*PROVIDED TEXT*.
+ + + +

Jesus was violent in the temple court, the moneychangers having the Pharisees support, those who pretended one thing but evidenced another, not allowing for the truth. Was he inadequately gracious?
You make a compelling case. I think I’ll buy that! I think some world fairs may have happened in there. First refrigeration and ice cream (beginning of the fall right there ). It’s also intersting to me that this was the heyday of Chesterton and his famous debates with G.B.Shaw and Wells. The twilight years of a very popular author by the name of George Macdonald, and formative years for one C.S. Lewis. They too, I imagine may reflect a kind of golden age on the modernist apologetics side, though I would feel inclined to defend them (Lewis and especially Macdonald) from the worst of Penner’s charges. But what Penner observes shines through so clearly in their writings I think - especially Chesterton’s.
[Also - interestingly enough, a political high time for one-time presidential populist candidate William Jennings Bryan. And if I’m not mistaken he saw a new era of peace on the horizon around the turn of the century. But later, as secretary of state for Wilson, Bryan thought the U.S. was being drawn and bullied into war by Britain and he eventually resigned when Wilson didn’t listen to him and sent a U.S. ship into U-boat waters to get torpedoed (some think) - thereby drawing the U.S. into the war. Our history books might read very differently today had events gone differently there. But it’s hard to imagine that with all the dry tinder in place, war would have been long avoidable in any case.]
There are SO many decades to choose from!

+ + + +

*REQUIRED ACTIONS*.
[1] In the comment thread, the paragraph that begins "You make a compelling case" names several people. List every person named in that paragraph.
[2] Pick up the comment thread after its last line and write what comes next.

+ + + +

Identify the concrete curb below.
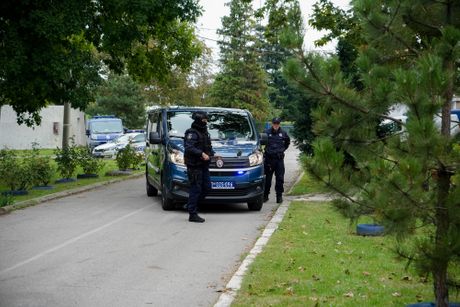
[0,173,144,215]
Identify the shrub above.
[26,143,55,186]
[0,194,14,207]
[78,147,104,174]
[115,143,142,170]
[54,139,78,179]
[0,148,32,191]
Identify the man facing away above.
[184,111,214,223]
[264,117,291,203]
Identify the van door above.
[146,112,163,187]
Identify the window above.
[167,111,255,143]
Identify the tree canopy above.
[0,0,201,125]
[86,74,146,129]
[210,0,268,120]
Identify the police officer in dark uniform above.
[184,111,214,223]
[264,117,291,203]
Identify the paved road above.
[0,148,299,307]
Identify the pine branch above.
[388,180,435,219]
[293,53,405,126]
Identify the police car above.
[92,133,145,158]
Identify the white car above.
[93,133,145,158]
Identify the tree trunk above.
[62,102,70,149]
[432,169,451,307]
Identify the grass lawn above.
[289,172,326,195]
[0,159,144,206]
[232,202,460,306]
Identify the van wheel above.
[145,170,158,197]
[248,195,264,211]
[161,185,176,211]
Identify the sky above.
[197,0,349,67]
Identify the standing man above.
[184,111,214,223]
[264,117,291,203]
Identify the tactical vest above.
[184,128,211,166]
[265,128,287,158]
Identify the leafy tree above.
[286,0,460,306]
[87,74,146,129]
[0,0,200,125]
[210,0,269,120]
[145,44,213,106]
[261,0,316,154]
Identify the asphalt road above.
[0,146,300,307]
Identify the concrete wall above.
[0,105,86,149]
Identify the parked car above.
[86,115,123,149]
[93,133,145,158]
[145,107,267,210]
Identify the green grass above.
[289,172,327,195]
[233,202,459,307]
[0,160,144,205]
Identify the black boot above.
[188,213,204,223]
[276,195,283,204]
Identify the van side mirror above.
[259,132,268,145]
[149,131,161,144]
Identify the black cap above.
[192,111,208,121]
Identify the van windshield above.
[91,120,123,133]
[167,111,256,144]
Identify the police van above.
[145,107,267,211]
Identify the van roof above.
[147,106,249,113]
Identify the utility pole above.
[62,102,70,149]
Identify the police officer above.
[264,117,291,203]
[184,111,214,223]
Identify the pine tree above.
[287,0,460,306]
[210,0,269,120]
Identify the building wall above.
[0,105,86,149]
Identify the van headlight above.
[249,151,264,166]
[169,149,185,165]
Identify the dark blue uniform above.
[184,123,214,215]
[264,127,291,200]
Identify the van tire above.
[161,185,176,211]
[248,195,264,211]
[145,170,158,197]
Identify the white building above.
[0,105,86,149]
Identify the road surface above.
[0,146,300,307]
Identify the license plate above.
[211,181,235,190]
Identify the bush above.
[78,147,104,175]
[115,143,143,170]
[0,148,32,191]
[54,139,78,179]
[26,143,55,186]
[0,194,14,207]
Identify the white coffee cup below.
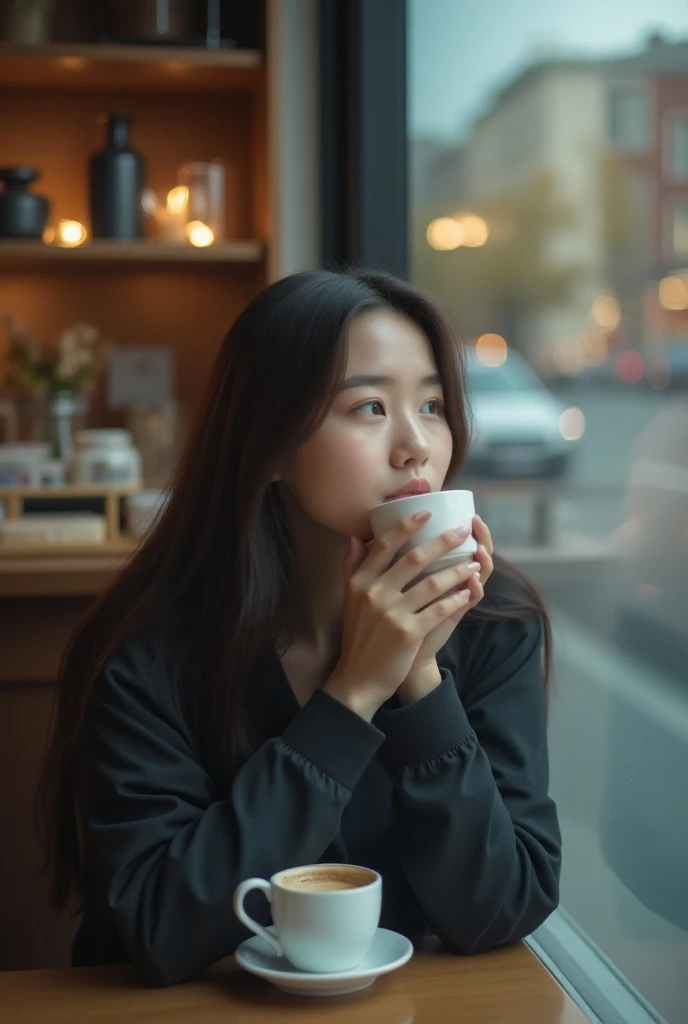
[233,864,382,974]
[370,490,478,579]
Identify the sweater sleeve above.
[86,643,384,985]
[375,622,560,953]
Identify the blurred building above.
[462,36,688,364]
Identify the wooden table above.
[0,943,587,1024]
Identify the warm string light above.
[53,220,88,249]
[425,213,489,251]
[186,220,215,249]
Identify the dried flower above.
[0,313,106,396]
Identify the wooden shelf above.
[0,537,139,572]
[0,43,263,92]
[0,240,264,269]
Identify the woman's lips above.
[385,477,430,502]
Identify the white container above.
[0,441,50,487]
[72,430,141,485]
[370,490,478,577]
[125,490,170,539]
[0,512,108,548]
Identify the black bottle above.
[0,167,50,239]
[89,114,144,240]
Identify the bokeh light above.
[659,275,688,309]
[457,213,489,249]
[591,292,621,331]
[55,220,88,249]
[614,349,645,384]
[186,220,215,249]
[425,217,464,250]
[165,185,188,213]
[475,334,508,367]
[559,406,586,441]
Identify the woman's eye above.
[356,398,385,416]
[423,398,444,416]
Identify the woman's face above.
[277,311,453,540]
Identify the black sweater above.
[73,621,560,985]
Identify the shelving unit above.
[0,25,270,426]
[0,240,265,269]
[0,483,141,559]
[0,43,263,92]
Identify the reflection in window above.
[669,110,688,181]
[409,9,688,1024]
[609,85,649,151]
[669,199,688,259]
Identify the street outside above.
[470,385,671,545]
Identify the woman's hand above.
[323,513,481,721]
[396,515,495,705]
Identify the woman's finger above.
[466,575,485,608]
[473,515,495,555]
[475,544,495,584]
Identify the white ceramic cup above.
[233,864,382,974]
[370,490,478,579]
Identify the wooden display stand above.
[0,483,140,558]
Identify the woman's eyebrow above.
[338,374,442,391]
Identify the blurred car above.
[464,350,585,479]
[645,339,688,390]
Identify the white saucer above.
[234,927,414,995]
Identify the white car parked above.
[465,350,585,479]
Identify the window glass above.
[407,0,688,1024]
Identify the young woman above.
[34,271,560,985]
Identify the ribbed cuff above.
[375,669,474,766]
[282,690,385,790]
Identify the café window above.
[609,85,650,152]
[664,109,688,181]
[667,196,688,259]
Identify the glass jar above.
[179,160,225,245]
[72,430,141,485]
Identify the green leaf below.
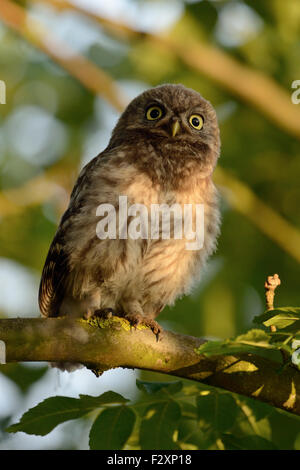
[79,391,129,409]
[221,434,277,450]
[140,400,181,450]
[136,379,182,395]
[7,392,127,436]
[197,329,276,357]
[253,307,300,330]
[196,392,239,433]
[90,405,136,450]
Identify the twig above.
[265,274,281,333]
[0,317,300,415]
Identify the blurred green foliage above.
[0,0,300,448]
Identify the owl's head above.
[110,84,220,172]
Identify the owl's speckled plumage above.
[39,85,220,338]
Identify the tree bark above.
[0,317,300,415]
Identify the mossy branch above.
[0,317,300,415]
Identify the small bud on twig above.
[265,274,281,332]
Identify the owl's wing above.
[39,155,100,317]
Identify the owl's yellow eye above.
[146,106,163,121]
[189,114,204,131]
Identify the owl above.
[39,84,220,342]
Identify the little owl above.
[39,85,220,346]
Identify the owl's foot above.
[84,308,114,320]
[124,313,163,341]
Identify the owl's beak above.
[172,121,180,137]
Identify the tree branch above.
[0,317,300,415]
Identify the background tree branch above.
[0,317,300,415]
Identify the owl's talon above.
[124,313,163,341]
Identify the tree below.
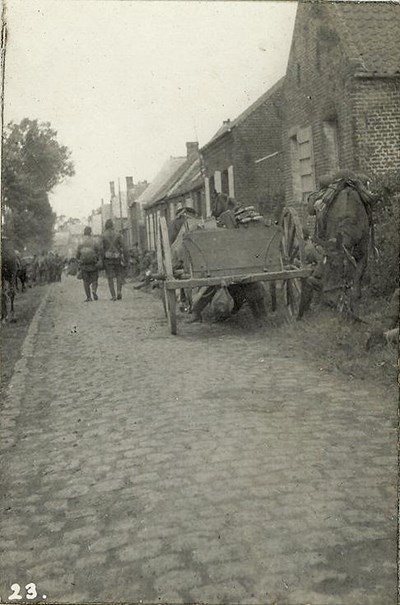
[2,118,74,250]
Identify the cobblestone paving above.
[0,278,397,605]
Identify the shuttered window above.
[290,126,315,202]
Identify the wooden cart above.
[157,208,311,334]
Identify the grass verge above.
[0,286,47,398]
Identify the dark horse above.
[301,178,372,314]
[1,237,18,322]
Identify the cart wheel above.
[164,285,177,335]
[281,208,304,318]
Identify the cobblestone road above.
[0,278,397,605]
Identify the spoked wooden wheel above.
[157,216,176,334]
[281,208,304,318]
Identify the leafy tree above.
[2,118,74,250]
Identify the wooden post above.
[118,177,123,233]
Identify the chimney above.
[186,142,199,160]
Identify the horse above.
[1,237,18,322]
[299,178,372,316]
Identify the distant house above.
[142,142,205,250]
[201,79,284,213]
[283,2,400,210]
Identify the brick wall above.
[352,78,400,174]
[202,81,284,214]
[283,3,400,213]
[233,87,284,214]
[283,3,355,212]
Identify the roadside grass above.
[0,286,47,398]
[280,298,398,389]
[144,280,399,391]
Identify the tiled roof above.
[167,158,204,198]
[202,77,285,150]
[329,0,400,76]
[136,157,186,207]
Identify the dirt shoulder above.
[0,286,47,398]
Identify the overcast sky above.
[5,0,296,218]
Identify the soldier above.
[101,219,128,300]
[76,227,100,302]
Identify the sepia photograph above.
[0,0,400,605]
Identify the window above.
[228,166,235,198]
[214,170,222,193]
[290,126,315,202]
[322,119,339,173]
[221,170,229,195]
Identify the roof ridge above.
[328,2,367,71]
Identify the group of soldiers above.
[17,251,65,290]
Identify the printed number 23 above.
[8,582,37,601]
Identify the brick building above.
[201,79,284,213]
[139,142,206,250]
[283,2,400,211]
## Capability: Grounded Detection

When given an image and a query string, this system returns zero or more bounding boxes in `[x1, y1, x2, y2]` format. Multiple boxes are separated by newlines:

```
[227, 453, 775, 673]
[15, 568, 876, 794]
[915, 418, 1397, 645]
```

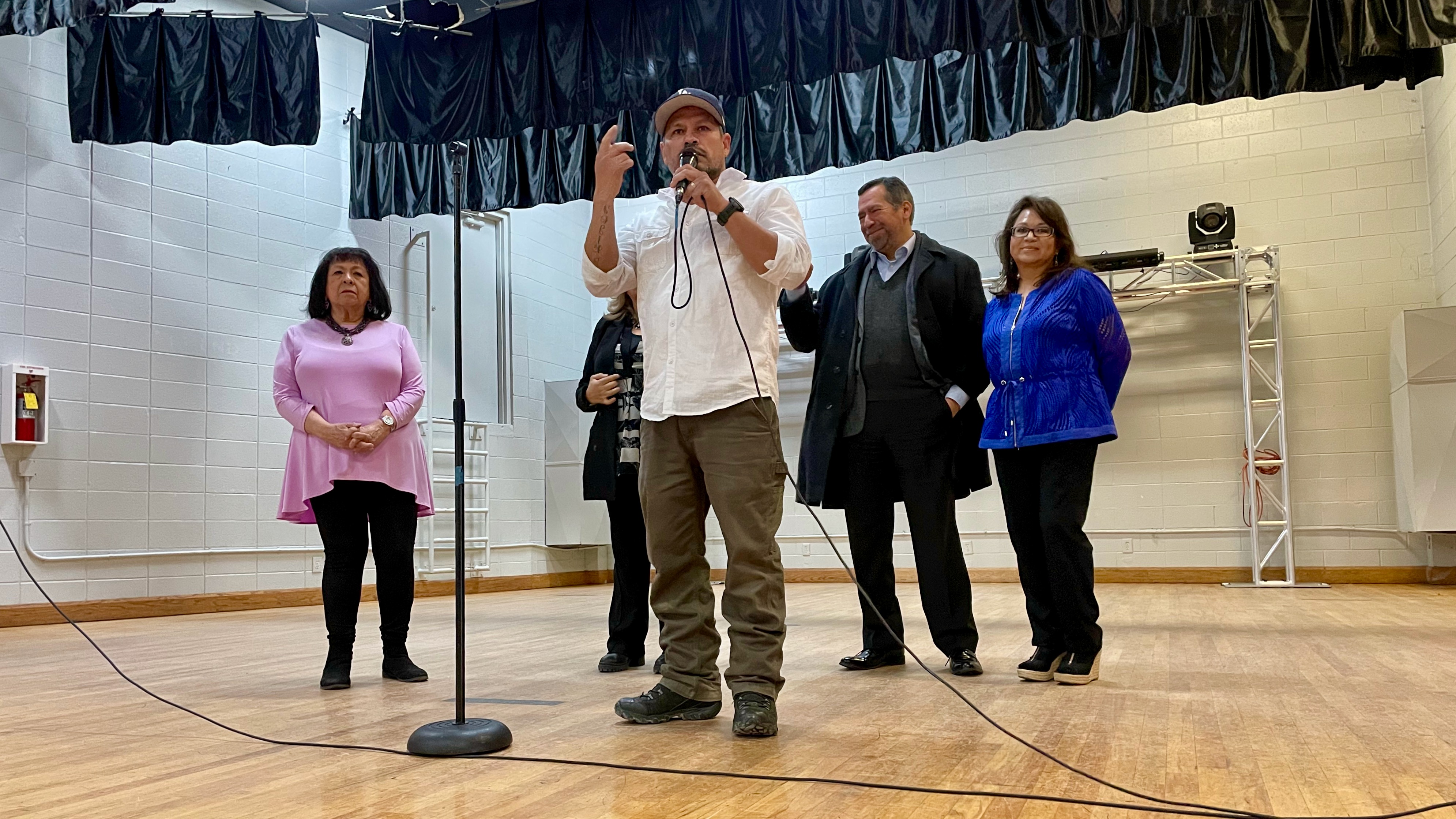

+ + + +

*RESULTS*.
[1] Chesterton, G.B. Shaw, Wells, George Macdonald, C.S. Lewis, Penner

[2]
I’ll pick a few I find useful touchpoints:
1760s to 1770s here in southern North America. Modern reason says we can reasonably (not treasonably) divorce our colonial selves from the Motherland in the form of a tax revolt, AND frame a better, lasting, rational government. So much to love about it all.
I can’t say it was entirely unsuccessful. @Randy has given us good reminders of how other governments handle “peaceful transfers of power.” But we had to include justifications for the metastized cancer of chattle slavery and genocide and other forms of murder in the name of progress and Manifest Destiny. (We definitely see seeds of PoMo here in the enculturated defenses of unenlightened and irrational behavior—our painful metanarratives.)
Finally, skipping ahead again, I think about what is formally called The Modern Period in arts and letters as an expression of the then Zeitgeist, both in the U.S. and specifically in Germany. I am deeply moved by German Expressionist painting, particularly by Franz Marc and the Blaue Reiter. Marc, my favorite was killed in WWI and painted rapturously naive just-pre-cubist works featuring animals in gorgeous, saturated primary colors (particularly red cows and blue horses).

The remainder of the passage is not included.